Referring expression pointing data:

===

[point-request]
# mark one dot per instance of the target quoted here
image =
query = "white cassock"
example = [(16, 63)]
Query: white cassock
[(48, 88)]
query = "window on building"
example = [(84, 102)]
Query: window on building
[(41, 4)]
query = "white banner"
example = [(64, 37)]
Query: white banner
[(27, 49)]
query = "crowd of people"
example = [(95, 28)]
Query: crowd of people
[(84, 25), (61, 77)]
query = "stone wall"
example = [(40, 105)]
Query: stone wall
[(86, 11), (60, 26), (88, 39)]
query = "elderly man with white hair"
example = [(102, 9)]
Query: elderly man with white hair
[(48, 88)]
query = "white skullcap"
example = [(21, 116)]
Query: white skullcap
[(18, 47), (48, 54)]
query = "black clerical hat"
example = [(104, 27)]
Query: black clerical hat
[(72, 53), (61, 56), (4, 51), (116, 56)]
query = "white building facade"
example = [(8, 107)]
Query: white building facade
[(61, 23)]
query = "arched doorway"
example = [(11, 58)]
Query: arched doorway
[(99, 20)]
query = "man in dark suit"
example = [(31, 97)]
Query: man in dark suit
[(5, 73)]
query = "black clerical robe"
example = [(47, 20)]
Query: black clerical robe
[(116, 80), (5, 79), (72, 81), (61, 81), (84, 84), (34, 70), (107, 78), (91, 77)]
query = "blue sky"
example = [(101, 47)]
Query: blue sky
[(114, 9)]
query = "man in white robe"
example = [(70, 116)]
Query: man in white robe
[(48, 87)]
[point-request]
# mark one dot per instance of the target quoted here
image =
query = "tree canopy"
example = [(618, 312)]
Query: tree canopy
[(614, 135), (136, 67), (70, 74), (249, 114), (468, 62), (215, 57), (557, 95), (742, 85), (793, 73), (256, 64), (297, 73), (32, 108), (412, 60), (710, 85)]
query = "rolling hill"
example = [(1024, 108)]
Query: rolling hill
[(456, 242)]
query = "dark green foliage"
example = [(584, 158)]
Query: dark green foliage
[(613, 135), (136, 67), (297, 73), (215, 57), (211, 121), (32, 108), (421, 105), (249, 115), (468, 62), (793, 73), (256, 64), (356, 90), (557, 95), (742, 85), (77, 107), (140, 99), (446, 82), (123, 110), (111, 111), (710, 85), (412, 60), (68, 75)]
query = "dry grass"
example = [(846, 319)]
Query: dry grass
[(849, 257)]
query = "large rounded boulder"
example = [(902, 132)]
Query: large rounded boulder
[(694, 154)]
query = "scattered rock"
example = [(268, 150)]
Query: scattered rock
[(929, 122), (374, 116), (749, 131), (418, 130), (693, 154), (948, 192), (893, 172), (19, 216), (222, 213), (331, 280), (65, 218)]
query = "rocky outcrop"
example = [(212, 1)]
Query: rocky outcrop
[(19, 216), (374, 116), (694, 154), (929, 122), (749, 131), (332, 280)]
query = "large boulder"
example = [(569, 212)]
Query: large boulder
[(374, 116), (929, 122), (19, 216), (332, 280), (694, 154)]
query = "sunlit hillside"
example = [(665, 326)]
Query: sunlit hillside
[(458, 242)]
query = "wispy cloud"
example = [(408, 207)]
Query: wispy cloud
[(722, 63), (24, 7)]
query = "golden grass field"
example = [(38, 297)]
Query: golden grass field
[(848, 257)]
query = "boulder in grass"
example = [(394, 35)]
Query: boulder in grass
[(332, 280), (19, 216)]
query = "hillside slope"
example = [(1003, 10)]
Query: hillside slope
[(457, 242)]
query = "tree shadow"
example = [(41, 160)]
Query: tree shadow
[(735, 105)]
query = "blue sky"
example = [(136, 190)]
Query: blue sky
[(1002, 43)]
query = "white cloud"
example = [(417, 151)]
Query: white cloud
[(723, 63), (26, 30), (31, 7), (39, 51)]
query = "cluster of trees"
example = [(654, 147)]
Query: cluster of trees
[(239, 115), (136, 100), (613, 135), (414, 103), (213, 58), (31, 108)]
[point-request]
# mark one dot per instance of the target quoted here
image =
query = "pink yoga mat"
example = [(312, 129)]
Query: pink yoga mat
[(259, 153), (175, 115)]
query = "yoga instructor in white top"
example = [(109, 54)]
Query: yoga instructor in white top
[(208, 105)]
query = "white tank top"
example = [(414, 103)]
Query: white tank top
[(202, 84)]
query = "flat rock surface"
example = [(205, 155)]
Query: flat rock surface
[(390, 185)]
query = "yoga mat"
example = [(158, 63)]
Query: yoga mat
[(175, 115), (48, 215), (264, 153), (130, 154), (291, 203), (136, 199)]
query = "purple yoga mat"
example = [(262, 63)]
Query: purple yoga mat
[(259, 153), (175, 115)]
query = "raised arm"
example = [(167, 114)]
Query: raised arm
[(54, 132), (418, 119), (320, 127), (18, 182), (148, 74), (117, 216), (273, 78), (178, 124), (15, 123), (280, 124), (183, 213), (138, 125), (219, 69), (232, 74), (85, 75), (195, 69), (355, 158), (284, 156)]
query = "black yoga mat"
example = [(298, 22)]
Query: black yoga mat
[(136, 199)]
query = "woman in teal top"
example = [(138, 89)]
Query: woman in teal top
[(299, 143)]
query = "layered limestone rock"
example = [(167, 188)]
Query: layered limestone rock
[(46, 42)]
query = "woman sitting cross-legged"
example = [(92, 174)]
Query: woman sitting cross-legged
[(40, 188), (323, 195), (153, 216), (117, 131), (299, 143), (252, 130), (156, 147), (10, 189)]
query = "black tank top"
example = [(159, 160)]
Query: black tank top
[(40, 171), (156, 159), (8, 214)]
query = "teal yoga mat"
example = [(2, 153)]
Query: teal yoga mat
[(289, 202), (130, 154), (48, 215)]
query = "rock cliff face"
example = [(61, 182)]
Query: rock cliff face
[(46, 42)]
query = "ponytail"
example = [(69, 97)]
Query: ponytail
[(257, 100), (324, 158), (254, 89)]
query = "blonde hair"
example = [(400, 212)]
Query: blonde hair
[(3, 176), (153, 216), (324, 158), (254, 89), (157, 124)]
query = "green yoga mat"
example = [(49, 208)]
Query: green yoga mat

===

Exercise objective:
Take the line holding "example = [(69, 97)]" and the lines after it through the end of the entries. Retype them exactly and add nothing.

Your solution:
example = [(69, 97)]
Query: ponytail
[(257, 100), (324, 158), (254, 89)]
query = "blonde hair"
example = [(400, 212)]
Query: blonde hair
[(3, 176), (153, 216), (324, 158), (254, 89), (157, 124)]
query = "green yoga mat"
example = [(49, 208)]
Query: green yoga mat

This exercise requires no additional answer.